:: EXTRACT PROVIDED ::

The quality of Chinese infrastructure construction in Africa is also a growing concern. Some African officials have discovered that the roads, hospitals and other substantial facilities built by Chinese construction companies often are of poor quality, and deteriorate quickly, suggesting a direct connection between sub-standard construction and alleged bribery schemes involving local officials and inspectors. As one example, the Luanda General Hospital in Angola was closed after severe cracks developed in the building. In addition, a Chinese-built highway connecting two Angolan cities was closed after rains swept away large portions of the roadbed.

:: TASK LIST ::
a) Please translate this sentence from the passage on Chinese-built infrastructure in Africa into Spanish: "As one example, the Luanda General Hospital in Angola was closed after severe cracks developed in the building."
b) Pick up the passage on Chinese-built infrastructure in Africa after its final sentence and write the next few sentences.

:: LISTED RECORDS ::
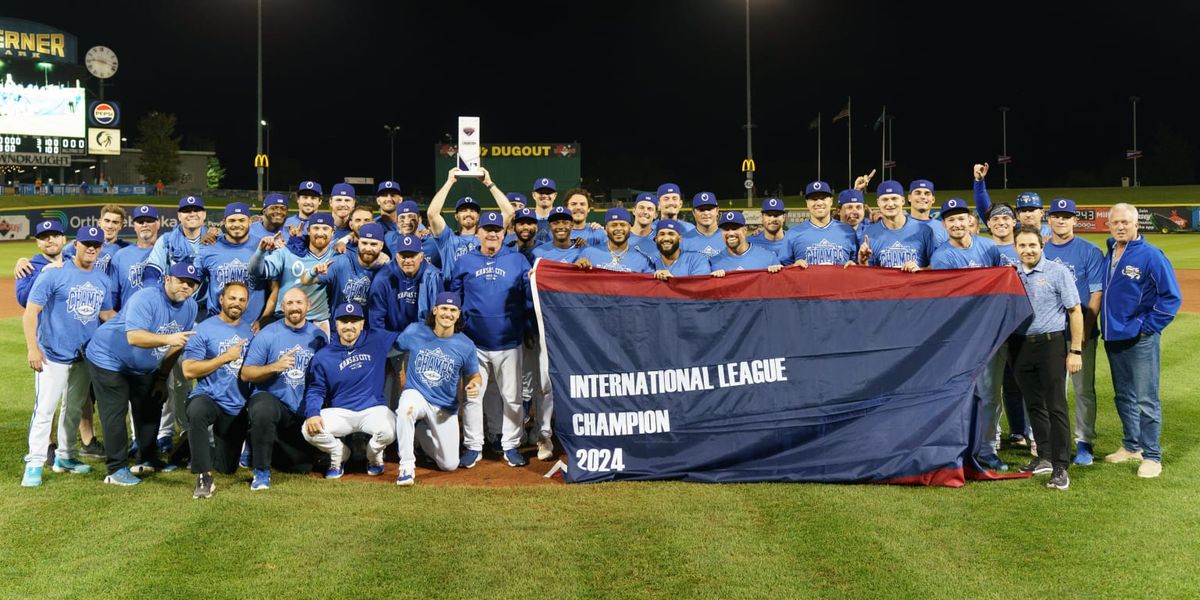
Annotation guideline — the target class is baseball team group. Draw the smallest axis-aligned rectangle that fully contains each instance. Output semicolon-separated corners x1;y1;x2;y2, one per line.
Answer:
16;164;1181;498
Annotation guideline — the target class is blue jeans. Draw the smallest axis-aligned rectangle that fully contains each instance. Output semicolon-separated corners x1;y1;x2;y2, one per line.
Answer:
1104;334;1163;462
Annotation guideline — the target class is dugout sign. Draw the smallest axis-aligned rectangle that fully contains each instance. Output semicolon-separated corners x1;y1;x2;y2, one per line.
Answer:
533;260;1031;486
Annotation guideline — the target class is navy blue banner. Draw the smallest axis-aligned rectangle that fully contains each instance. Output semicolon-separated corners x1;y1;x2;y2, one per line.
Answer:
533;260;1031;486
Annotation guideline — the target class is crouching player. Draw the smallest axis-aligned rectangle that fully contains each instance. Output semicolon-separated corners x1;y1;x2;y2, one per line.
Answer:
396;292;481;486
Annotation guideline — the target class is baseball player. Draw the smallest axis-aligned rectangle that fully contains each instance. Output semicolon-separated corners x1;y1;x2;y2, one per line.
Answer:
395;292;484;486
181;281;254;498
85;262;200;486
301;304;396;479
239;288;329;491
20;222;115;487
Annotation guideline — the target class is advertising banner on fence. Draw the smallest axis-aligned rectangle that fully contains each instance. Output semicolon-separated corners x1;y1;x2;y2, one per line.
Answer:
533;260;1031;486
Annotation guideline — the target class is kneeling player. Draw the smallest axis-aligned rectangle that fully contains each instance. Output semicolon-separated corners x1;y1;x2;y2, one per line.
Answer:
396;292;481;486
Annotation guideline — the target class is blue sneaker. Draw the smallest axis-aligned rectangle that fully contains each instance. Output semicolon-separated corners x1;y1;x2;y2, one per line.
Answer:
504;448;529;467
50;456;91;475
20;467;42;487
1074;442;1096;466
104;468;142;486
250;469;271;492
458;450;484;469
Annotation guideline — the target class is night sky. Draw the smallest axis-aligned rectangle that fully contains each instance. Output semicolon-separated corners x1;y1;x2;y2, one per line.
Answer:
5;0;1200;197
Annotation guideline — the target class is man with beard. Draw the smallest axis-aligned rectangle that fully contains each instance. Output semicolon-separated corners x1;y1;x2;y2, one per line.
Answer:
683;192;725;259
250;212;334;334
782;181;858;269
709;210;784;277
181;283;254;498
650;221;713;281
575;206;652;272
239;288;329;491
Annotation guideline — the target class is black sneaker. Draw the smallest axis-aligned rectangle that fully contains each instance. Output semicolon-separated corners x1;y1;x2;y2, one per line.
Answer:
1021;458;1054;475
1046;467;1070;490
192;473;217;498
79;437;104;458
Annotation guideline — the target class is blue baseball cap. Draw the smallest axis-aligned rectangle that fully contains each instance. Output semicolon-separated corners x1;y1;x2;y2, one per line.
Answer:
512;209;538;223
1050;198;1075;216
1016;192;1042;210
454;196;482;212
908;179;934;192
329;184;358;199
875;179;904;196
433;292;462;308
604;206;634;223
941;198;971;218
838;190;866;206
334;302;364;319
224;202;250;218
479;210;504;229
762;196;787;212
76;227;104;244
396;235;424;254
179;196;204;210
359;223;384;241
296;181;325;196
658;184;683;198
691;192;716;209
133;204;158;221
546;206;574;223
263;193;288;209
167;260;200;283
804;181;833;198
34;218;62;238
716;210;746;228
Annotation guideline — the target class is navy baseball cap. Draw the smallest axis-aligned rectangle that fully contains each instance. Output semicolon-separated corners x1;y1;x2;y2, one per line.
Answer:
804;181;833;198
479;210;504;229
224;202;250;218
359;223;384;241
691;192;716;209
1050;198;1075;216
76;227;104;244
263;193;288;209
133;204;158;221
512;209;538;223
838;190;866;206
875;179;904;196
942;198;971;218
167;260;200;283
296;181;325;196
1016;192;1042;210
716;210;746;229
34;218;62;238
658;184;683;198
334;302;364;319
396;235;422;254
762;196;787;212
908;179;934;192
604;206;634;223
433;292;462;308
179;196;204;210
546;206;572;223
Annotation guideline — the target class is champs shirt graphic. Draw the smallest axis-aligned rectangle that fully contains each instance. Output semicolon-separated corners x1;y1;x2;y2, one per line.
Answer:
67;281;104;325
* * *
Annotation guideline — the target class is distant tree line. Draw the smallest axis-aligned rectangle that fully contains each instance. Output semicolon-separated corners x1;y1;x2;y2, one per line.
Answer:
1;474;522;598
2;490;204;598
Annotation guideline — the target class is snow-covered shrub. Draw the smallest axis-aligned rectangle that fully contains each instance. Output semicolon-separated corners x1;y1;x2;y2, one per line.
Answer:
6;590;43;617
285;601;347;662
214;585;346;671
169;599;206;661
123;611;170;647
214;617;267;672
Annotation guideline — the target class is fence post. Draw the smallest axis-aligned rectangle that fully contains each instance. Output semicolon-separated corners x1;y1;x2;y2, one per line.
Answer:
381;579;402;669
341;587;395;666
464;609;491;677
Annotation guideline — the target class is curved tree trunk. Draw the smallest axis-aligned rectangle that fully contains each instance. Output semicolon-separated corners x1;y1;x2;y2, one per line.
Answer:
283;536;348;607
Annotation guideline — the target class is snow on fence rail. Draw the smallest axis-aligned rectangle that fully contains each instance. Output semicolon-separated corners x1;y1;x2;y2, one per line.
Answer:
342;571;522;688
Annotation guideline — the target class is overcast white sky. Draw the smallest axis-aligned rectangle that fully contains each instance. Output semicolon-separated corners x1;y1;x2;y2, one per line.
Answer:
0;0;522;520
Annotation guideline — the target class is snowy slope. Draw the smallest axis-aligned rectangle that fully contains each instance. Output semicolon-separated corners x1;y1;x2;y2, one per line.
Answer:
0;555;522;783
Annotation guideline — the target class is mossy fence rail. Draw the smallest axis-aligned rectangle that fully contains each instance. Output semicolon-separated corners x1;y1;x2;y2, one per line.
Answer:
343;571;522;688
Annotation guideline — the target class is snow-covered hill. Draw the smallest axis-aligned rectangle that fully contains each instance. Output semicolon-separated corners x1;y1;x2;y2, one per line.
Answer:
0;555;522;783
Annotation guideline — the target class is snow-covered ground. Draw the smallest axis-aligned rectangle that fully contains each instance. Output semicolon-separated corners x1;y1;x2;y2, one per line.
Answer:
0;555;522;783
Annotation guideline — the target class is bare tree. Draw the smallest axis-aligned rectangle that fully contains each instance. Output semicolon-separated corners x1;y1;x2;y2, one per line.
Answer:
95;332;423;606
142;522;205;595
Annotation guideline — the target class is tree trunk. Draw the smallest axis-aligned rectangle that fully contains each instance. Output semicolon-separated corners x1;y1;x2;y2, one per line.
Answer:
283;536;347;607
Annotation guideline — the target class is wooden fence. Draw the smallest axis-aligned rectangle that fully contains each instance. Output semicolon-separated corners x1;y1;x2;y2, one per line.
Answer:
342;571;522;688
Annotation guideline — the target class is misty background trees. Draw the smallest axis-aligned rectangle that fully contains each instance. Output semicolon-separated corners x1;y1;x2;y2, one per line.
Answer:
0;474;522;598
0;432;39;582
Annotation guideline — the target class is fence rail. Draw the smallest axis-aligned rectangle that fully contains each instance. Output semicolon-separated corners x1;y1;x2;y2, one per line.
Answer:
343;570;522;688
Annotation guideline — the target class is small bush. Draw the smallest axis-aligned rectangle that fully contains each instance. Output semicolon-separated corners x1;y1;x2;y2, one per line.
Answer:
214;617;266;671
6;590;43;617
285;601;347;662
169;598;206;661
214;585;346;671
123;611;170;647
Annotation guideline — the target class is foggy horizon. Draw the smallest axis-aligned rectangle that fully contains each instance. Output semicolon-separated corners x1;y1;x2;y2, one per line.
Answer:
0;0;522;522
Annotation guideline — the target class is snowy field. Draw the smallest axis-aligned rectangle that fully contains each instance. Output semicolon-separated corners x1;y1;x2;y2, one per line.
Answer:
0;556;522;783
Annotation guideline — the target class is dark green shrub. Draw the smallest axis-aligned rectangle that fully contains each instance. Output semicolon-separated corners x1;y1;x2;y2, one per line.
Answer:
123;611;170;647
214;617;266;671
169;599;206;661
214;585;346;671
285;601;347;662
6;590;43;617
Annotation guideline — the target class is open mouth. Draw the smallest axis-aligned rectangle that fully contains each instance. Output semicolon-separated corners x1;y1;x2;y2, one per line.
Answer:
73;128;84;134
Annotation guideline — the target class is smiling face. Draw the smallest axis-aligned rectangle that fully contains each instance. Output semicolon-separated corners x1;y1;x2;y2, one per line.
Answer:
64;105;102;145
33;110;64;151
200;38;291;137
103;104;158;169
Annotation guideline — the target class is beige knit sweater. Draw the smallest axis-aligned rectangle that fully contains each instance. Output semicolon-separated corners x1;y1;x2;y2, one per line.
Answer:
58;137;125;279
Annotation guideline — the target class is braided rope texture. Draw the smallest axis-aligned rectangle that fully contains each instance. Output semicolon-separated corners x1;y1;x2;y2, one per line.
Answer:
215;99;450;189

:: ANSWERS TO THE PROBLEMS ::
a) Por ejemplo, el Hospital General de Luanda, en Angola, fue cerrado después de que se formaran graves grietas en el edificio.

b)
Foreign policy and international economists believe that China can maximize its investments in Africa by working harder on the public relations front, including a more dedicated effort to preserve natural resources, protect the rights and safety of workers and build cultural goodwill in local communities. Although large-scale mining and other natural resource deals can be executed directly with African governments and leaders, and with little regard for any negative public reaction that might stem from these projects, long-term Chinese success in the African market hinges on the ability of investors to operate successfully at the local level. In recent years, China has invested in more than nine-hundred small-scale goods and services projects in the farming, fishing, animal husbandry, light industry, radio communication, textile, water and power generation sectors. Long-term investment growth and success in these areas increasingly will depend on the ability of Chinese investors to enrich rather than exploit local resources and communities.